*Your goal*. Print the material below line for line, starting at its first line and stopping after the line that contains "[322, 433, 400, 460]". Leave the pictures out.

───── Provided information ─────

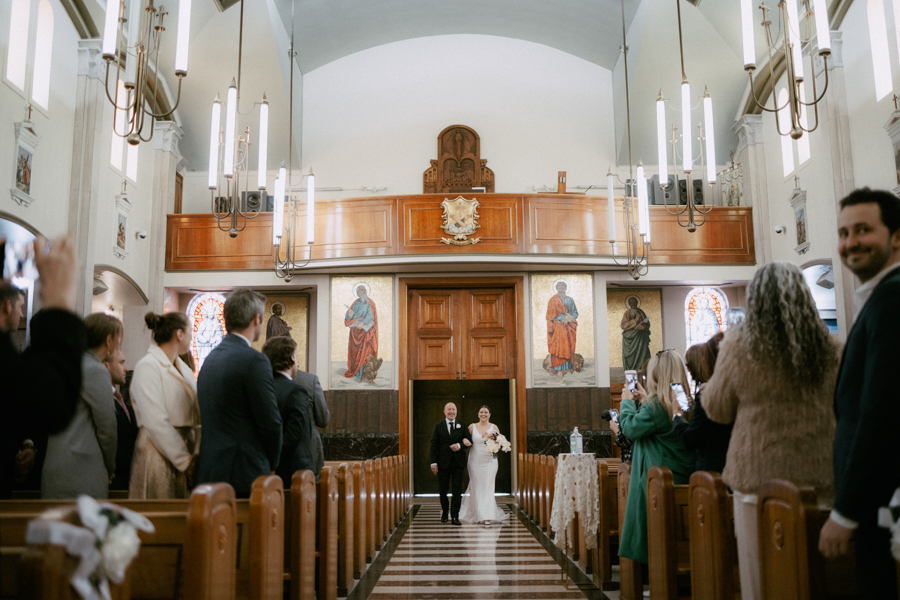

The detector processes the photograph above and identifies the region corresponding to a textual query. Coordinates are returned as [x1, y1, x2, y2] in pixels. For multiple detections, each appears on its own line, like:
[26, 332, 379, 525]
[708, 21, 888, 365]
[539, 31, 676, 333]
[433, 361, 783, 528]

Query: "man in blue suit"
[819, 188, 900, 600]
[196, 289, 282, 498]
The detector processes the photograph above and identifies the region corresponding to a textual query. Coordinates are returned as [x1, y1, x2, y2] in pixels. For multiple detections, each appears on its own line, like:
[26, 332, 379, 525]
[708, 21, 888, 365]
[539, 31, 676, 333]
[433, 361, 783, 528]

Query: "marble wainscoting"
[528, 430, 613, 458]
[322, 433, 400, 460]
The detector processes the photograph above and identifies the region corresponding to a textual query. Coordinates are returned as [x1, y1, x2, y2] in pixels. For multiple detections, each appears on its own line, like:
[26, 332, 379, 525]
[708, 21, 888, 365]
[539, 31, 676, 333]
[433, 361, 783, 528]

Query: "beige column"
[731, 115, 772, 265]
[68, 39, 110, 315]
[147, 121, 184, 313]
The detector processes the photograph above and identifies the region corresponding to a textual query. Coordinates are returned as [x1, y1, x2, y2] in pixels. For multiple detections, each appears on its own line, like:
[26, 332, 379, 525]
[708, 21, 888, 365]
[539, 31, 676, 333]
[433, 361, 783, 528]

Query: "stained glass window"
[684, 287, 728, 348]
[187, 294, 225, 376]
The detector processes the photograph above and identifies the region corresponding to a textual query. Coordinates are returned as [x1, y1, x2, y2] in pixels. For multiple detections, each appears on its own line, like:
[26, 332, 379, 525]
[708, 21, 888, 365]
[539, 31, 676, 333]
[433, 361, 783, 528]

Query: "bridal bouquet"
[484, 433, 512, 458]
[26, 495, 154, 600]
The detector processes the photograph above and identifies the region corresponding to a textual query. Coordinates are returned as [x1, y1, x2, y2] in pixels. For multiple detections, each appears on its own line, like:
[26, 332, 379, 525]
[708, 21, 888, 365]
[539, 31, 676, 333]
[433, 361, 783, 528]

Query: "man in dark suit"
[103, 350, 138, 490]
[195, 289, 282, 498]
[294, 369, 331, 483]
[263, 336, 315, 489]
[431, 402, 472, 525]
[819, 188, 900, 600]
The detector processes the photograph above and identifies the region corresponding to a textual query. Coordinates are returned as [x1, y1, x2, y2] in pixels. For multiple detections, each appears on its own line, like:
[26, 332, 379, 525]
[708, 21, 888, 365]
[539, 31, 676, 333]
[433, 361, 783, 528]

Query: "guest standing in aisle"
[41, 313, 123, 499]
[128, 312, 200, 499]
[196, 289, 282, 498]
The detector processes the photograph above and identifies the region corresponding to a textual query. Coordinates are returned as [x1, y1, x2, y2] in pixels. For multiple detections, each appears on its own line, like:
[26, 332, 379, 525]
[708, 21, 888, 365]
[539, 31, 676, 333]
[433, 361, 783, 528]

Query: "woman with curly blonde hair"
[703, 262, 840, 600]
[619, 350, 696, 563]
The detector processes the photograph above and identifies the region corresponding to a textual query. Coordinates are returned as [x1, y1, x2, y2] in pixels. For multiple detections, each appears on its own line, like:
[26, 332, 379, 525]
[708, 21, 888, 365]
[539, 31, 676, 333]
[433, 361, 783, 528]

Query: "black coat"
[196, 334, 282, 498]
[834, 268, 900, 527]
[0, 309, 87, 498]
[431, 419, 472, 470]
[274, 373, 315, 490]
[109, 398, 138, 490]
[672, 392, 734, 473]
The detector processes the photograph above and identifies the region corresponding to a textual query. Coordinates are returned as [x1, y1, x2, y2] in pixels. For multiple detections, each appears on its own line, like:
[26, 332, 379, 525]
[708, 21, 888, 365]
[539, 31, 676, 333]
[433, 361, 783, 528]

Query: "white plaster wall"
[303, 35, 615, 197]
[841, 1, 900, 189]
[0, 0, 78, 236]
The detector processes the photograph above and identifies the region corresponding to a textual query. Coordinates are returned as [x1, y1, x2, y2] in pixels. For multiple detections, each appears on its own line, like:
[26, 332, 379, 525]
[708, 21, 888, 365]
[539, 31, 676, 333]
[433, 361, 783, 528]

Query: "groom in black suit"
[431, 402, 472, 525]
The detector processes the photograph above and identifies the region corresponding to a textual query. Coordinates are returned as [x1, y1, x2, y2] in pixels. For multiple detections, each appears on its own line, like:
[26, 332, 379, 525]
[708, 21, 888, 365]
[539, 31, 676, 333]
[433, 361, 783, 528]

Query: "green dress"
[619, 396, 697, 563]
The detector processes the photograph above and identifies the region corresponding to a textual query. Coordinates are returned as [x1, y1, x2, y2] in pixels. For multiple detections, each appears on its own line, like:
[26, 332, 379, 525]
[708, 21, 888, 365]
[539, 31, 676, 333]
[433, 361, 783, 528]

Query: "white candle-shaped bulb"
[606, 169, 616, 244]
[741, 0, 756, 70]
[703, 90, 716, 183]
[175, 0, 191, 76]
[272, 167, 285, 245]
[681, 81, 694, 173]
[125, 0, 143, 87]
[656, 90, 669, 185]
[222, 79, 237, 179]
[306, 169, 316, 244]
[103, 0, 125, 59]
[786, 0, 803, 81]
[631, 163, 647, 235]
[639, 179, 650, 244]
[813, 0, 831, 54]
[209, 95, 222, 190]
[256, 94, 269, 190]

─────

*Response for this exercise*.
The detector processes the photograph above and identifies the region corresponding to a textual query. Coordinates are returned as [x1, y1, x2, y2] in pixels. For multiple detections, each appears on its own line, like:
[26, 332, 379, 525]
[708, 21, 888, 365]
[539, 31, 676, 333]
[433, 361, 783, 528]

Query: "man in blue suit"
[819, 188, 900, 600]
[196, 289, 282, 498]
The detector processes the photograph above and identifies the region corresponding to a textual query. Coordinates are returned as [x1, y1, x2, y2] in pixels. For multiple detections, each appears on its own line, like:
[26, 332, 379, 525]
[708, 21, 888, 365]
[539, 31, 676, 333]
[433, 361, 783, 528]

Query: "marble wainscoting"
[528, 430, 613, 458]
[322, 433, 400, 460]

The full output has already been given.